§ Aim
Shift the coordinates in the material, starting at the line containing "Can you tell me where the tall" and ending at the line containing "top-left (77, 75), bottom-right (97, 122)", by adding 99 to every number in the answers. Write out every line in that span again, including the lines that ask for a location, and leave those lines and their (x, y) format samples unchanged.

§ The input

----

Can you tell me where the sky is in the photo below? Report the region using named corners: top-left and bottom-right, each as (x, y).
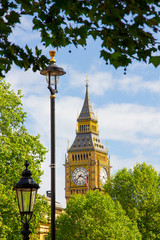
top-left (5, 16), bottom-right (160, 207)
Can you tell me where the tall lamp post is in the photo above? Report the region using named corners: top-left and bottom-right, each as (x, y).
top-left (40, 51), bottom-right (66, 240)
top-left (13, 161), bottom-right (39, 240)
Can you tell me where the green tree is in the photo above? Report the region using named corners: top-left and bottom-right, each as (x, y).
top-left (104, 163), bottom-right (160, 240)
top-left (0, 0), bottom-right (160, 75)
top-left (0, 79), bottom-right (49, 240)
top-left (56, 191), bottom-right (141, 240)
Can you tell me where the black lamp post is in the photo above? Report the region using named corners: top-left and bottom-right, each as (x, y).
top-left (13, 161), bottom-right (39, 240)
top-left (40, 51), bottom-right (66, 240)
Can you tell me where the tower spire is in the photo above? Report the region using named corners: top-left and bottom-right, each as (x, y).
top-left (77, 75), bottom-right (97, 122)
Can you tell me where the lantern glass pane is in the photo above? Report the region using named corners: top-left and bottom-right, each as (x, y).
top-left (46, 75), bottom-right (59, 85)
top-left (17, 190), bottom-right (23, 212)
top-left (30, 189), bottom-right (37, 212)
top-left (22, 189), bottom-right (32, 212)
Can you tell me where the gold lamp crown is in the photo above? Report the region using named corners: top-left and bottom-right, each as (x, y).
top-left (49, 51), bottom-right (56, 63)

----

§ Written answer
Can you tell me where the tall lamp post is in the photo above? Report the region using named corners: top-left and bottom-right, each as (x, y).
top-left (139, 150), bottom-right (165, 339)
top-left (112, 260), bottom-right (138, 339)
Can you tell me where the green tree is in the photo above? Report the region using named corners: top-left and bottom-right, each as (x, y).
top-left (203, 262), bottom-right (259, 339)
top-left (99, 99), bottom-right (259, 174)
top-left (99, 178), bottom-right (148, 339)
top-left (155, 290), bottom-right (240, 339)
Can you tell me where the black lamp post is in the photo above? Report the region using named corners: top-left and bottom-right, each as (x, y).
top-left (112, 260), bottom-right (138, 339)
top-left (139, 150), bottom-right (165, 339)
Can you tell me where the tower spire is in the photo above? Report the region using named corners: top-left and bottom-right, each as (x, y).
top-left (176, 174), bottom-right (196, 221)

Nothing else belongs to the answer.